_Passage choisi_
Dans cet article, nous ferons d'abord un survol historique de l'évolution du secteur de la santé au Québec jusqu'en 1970. Puis, nous verrons qu'au-delà de sa volonté de rationalisation bureaucratique, la Commission Castonguay-Nepveu promettait une réforme en profondeur, une véritable réforme « révolutionnaire » - pour employer l'expression d'André Gorz [1] - du secteur de la santé au Québec. Ensuite, nous décrirons brièvement la réforme telle qu'elle apparaît dans les textes de lois. Enfin, nous tenterons un premier bilan, qui indique un décalage substantiel entre les idéaux proclamés et la réalité, entre ce qui fut promis et ce qui fut fait, et une grande similitude entre les réformes québécoises et celles introduites ailleurs. 

Si cette description est juste, deux questions analytiques en découlent. Premièrement, comment se fait-il qu'au Québec, contrairement aux autres provinces, des idéaux socio-démocratiques soient constamment mis de l'avant et que l'État essaie de les atteindre en utilisant au maximum son pouvoir de coercition législatif ?. Après avoir examiné les différentes réponses possibles, nous concluerons que cette situation renvoie aux caractéristiques propres aux rapports de classes au Québec. La deuxième question est de savoir pourquoi ces idéaux ne furent pas atteints même si, en apparence, l'État les soutenait. Nous soutiendrons ici l'hypothèse que des contraintes structurelles empêchent l'État dans une société capitaliste d'agir dans une direction « révolutionnaire ».

_Données fournies_
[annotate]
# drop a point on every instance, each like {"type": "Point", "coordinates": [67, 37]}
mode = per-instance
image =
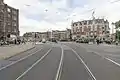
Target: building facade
{"type": "Point", "coordinates": [38, 36]}
{"type": "Point", "coordinates": [62, 35]}
{"type": "Point", "coordinates": [98, 28]}
{"type": "Point", "coordinates": [9, 20]}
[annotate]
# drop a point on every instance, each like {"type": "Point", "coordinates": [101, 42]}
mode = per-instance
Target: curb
{"type": "Point", "coordinates": [8, 57]}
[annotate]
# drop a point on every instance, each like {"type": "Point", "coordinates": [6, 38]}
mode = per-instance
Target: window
{"type": "Point", "coordinates": [14, 18]}
{"type": "Point", "coordinates": [9, 15]}
{"type": "Point", "coordinates": [8, 9]}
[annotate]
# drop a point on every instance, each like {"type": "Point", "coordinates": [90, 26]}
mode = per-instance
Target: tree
{"type": "Point", "coordinates": [117, 24]}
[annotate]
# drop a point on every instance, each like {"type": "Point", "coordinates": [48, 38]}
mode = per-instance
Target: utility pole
{"type": "Point", "coordinates": [93, 25]}
{"type": "Point", "coordinates": [4, 21]}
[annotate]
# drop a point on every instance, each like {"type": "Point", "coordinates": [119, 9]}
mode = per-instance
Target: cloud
{"type": "Point", "coordinates": [41, 15]}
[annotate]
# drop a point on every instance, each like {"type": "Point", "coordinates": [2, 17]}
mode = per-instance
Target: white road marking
{"type": "Point", "coordinates": [108, 59]}
{"type": "Point", "coordinates": [20, 60]}
{"type": "Point", "coordinates": [58, 75]}
{"type": "Point", "coordinates": [90, 73]}
{"type": "Point", "coordinates": [34, 64]}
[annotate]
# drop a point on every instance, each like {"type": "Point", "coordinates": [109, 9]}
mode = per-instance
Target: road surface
{"type": "Point", "coordinates": [59, 61]}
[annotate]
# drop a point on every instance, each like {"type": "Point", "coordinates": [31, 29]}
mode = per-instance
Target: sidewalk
{"type": "Point", "coordinates": [8, 51]}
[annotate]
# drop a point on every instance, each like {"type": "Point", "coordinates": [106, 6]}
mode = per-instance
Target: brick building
{"type": "Point", "coordinates": [86, 28]}
{"type": "Point", "coordinates": [9, 20]}
{"type": "Point", "coordinates": [61, 35]}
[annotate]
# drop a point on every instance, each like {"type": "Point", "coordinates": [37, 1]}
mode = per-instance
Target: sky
{"type": "Point", "coordinates": [47, 15]}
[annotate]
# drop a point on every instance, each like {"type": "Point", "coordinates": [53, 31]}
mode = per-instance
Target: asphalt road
{"type": "Point", "coordinates": [62, 61]}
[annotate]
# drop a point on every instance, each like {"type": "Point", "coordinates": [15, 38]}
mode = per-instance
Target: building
{"type": "Point", "coordinates": [98, 28]}
{"type": "Point", "coordinates": [38, 36]}
{"type": "Point", "coordinates": [9, 20]}
{"type": "Point", "coordinates": [62, 35]}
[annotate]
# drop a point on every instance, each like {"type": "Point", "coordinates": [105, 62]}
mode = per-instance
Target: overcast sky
{"type": "Point", "coordinates": [44, 15]}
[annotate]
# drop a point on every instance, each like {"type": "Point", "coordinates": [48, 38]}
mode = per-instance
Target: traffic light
{"type": "Point", "coordinates": [8, 35]}
{"type": "Point", "coordinates": [35, 35]}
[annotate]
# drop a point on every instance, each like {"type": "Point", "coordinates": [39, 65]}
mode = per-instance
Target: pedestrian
{"type": "Point", "coordinates": [15, 41]}
{"type": "Point", "coordinates": [116, 42]}
{"type": "Point", "coordinates": [97, 41]}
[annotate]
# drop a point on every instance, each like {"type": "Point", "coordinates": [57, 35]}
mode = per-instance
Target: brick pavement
{"type": "Point", "coordinates": [8, 51]}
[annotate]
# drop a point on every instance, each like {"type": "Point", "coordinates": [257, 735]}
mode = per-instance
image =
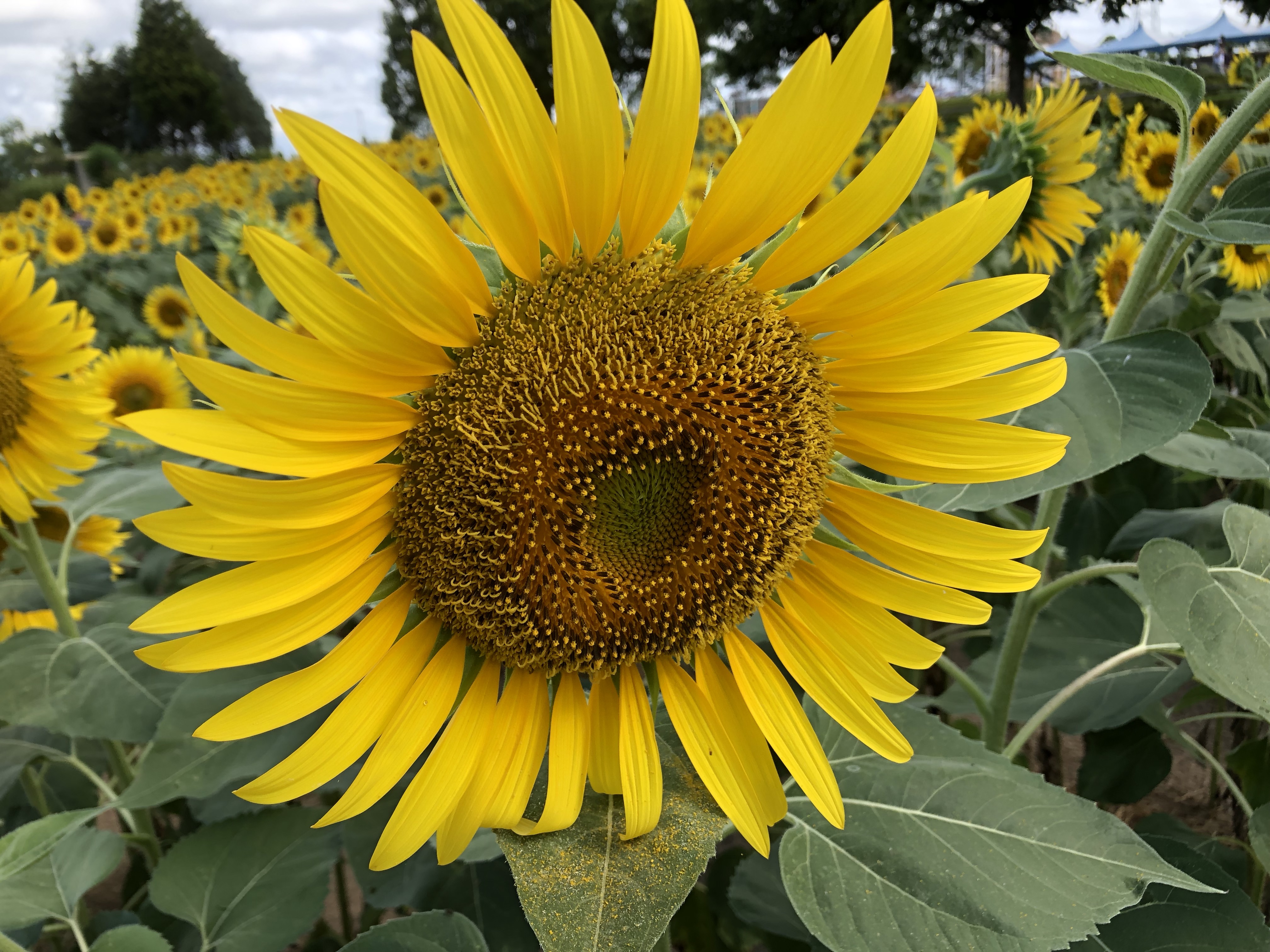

_À faire_
D'après le passage choisi, à qui l'article emprunte-t-il l'expression de réforme « révolutionnaire » ?

_Réponse complète_
À André Gorz.